• [Do this]:
Reproduce the items from the line containing "of the person" down to the end of the items, swapping "Guideline" for "Rule" and leaving everything else unchanged.

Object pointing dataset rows
--------------------
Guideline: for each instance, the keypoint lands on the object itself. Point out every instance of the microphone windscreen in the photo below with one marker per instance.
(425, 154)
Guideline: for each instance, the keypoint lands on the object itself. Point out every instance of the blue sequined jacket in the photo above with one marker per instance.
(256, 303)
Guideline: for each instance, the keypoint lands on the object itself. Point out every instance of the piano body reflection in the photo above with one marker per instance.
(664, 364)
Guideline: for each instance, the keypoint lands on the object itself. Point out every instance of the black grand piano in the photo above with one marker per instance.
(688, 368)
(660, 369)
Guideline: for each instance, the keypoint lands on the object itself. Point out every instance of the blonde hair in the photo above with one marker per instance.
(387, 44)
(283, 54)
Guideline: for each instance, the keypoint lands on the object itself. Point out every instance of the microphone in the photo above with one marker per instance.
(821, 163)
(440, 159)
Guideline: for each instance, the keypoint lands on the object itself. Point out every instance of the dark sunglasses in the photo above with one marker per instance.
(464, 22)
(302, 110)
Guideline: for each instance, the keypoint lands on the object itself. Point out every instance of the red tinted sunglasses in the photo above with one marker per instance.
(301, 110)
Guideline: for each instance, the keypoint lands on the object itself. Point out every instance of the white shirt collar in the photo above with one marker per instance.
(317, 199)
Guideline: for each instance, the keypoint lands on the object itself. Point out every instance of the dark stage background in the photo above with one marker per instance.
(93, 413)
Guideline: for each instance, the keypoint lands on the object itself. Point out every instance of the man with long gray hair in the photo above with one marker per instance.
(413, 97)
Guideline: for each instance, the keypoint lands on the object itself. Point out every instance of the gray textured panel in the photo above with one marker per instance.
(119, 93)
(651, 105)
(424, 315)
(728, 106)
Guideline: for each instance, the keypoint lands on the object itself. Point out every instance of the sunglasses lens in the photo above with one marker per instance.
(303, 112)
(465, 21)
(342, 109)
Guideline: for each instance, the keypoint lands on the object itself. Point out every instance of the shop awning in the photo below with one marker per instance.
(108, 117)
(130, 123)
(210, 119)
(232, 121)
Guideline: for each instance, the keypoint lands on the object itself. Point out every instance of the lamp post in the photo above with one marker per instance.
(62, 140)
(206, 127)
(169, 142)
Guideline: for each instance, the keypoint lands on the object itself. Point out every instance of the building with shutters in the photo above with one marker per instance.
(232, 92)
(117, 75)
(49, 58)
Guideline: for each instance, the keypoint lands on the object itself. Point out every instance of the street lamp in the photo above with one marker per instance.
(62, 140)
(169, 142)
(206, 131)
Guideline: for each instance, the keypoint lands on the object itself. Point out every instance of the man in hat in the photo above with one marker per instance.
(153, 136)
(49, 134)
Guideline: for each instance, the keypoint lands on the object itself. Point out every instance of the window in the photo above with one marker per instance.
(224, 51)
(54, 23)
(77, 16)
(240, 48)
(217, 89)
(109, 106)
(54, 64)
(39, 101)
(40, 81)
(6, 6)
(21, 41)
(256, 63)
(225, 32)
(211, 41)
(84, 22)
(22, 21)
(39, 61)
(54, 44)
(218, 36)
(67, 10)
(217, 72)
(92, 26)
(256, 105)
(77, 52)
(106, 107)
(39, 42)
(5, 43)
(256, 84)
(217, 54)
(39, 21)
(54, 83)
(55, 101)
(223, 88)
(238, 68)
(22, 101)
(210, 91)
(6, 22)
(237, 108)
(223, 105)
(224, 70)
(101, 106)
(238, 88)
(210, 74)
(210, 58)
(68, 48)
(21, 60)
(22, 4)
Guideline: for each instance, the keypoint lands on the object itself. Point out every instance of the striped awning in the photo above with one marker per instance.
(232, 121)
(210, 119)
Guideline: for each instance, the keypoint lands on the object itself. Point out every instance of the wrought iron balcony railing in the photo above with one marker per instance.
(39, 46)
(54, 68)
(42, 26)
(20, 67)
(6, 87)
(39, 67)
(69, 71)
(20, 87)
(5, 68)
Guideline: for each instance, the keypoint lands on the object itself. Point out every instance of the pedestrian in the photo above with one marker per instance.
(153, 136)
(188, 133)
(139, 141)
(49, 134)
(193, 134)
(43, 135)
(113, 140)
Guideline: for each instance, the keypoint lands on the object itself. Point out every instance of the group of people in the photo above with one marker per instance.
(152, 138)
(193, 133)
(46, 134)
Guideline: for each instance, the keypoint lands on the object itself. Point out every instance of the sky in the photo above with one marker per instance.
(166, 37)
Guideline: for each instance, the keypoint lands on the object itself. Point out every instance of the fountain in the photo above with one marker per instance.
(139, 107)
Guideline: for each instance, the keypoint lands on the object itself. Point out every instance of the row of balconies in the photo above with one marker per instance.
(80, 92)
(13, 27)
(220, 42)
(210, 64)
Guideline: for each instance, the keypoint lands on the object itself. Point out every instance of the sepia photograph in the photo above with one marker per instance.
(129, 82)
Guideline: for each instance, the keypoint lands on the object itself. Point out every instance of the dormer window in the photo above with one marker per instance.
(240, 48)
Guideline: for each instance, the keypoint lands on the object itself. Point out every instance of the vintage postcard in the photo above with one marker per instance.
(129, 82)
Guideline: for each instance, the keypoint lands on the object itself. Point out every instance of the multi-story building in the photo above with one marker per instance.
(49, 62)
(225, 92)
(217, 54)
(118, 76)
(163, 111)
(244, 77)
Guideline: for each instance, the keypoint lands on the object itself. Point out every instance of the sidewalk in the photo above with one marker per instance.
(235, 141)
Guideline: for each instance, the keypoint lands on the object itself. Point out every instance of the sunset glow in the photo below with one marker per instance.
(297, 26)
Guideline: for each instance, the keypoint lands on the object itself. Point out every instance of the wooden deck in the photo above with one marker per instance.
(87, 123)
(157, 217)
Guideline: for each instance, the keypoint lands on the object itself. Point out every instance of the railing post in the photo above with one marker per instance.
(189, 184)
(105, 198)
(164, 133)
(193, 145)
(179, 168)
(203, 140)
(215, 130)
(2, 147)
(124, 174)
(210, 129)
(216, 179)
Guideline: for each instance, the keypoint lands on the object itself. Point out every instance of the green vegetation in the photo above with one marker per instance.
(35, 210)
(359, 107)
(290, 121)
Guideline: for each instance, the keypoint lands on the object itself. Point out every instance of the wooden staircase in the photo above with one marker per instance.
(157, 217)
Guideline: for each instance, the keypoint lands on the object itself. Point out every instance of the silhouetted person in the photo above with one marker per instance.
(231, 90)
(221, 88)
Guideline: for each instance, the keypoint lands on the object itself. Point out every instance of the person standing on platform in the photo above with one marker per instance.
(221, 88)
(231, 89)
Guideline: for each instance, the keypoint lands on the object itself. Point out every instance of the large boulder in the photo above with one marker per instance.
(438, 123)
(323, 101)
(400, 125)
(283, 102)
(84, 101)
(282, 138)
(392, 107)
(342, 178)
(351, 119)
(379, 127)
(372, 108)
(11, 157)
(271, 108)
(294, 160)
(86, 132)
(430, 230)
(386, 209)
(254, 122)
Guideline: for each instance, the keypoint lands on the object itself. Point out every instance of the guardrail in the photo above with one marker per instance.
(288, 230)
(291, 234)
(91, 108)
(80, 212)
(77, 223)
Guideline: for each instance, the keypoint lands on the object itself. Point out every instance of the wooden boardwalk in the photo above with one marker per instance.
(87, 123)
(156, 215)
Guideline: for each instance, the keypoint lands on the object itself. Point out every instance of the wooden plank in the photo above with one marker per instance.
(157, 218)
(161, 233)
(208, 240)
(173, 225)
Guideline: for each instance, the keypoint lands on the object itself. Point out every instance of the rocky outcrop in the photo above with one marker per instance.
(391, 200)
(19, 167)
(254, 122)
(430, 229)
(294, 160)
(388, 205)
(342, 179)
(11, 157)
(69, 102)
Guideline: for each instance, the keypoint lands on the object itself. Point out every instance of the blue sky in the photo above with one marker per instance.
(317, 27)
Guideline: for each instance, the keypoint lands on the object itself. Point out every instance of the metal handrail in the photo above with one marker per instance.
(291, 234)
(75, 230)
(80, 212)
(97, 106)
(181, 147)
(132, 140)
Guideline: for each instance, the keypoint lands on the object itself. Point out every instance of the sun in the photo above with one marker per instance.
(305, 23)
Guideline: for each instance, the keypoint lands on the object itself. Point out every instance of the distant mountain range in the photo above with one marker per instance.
--------------------
• [Result for this task]:
Rule: for each instance, the keypoint lands on the object itself. Point out every instance of the person standing on platform in the photo above with one marker per instance.
(221, 88)
(231, 89)
Rule: for each instance, the keypoint lands on the object itself. Point out every instance of the large boulder in the photo above with one marker per instance.
(438, 123)
(323, 101)
(400, 125)
(283, 102)
(84, 101)
(282, 138)
(392, 107)
(342, 178)
(351, 119)
(379, 127)
(372, 108)
(11, 157)
(271, 108)
(294, 160)
(86, 132)
(430, 230)
(386, 209)
(254, 122)
Rule: for each instance, the keypoint lands on the object itself. Point out every instance of the guardrail in the photo above with one marker per instance.
(288, 230)
(291, 234)
(91, 108)
(80, 212)
(77, 223)
Rule: for each instance, the keypoint lands on the object itself. Point out every instance of the wooden boardwalk in the photo above with one marker per instance.
(87, 123)
(156, 215)
Rule: for each instance, the keypoint lands on the object itself. Point out every instance of the wooden plank in the photo above with one marker per instance.
(157, 218)
(161, 233)
(208, 240)
(173, 225)
Rule: for each instance, the keypoint lands on the object itself. Point out every instance of the rocky outcrop in the photo above with one marker per instance.
(391, 200)
(19, 167)
(254, 122)
(430, 229)
(294, 160)
(388, 205)
(342, 179)
(11, 157)
(69, 102)
Rule: for each instance, the keypoint lands on the object itself. Point out every instance of the blue sky in the photo above with one marker per instance.
(317, 27)
Rule: for each instance, the keypoint lands on the object itself. Point out every instance of the metal handrail in the photo above with one marker per instance.
(291, 234)
(75, 230)
(80, 212)
(97, 106)
(181, 147)
(132, 140)
Rule: for each instance, the keypoint lands on the object itself. Point out every instance of the sun in the photo above with one marker per instance.
(305, 23)
Rule: for each instance, the keypoint lands on the object itself. Point out every instance of the distant mountain range in the photo above with one marker per instance.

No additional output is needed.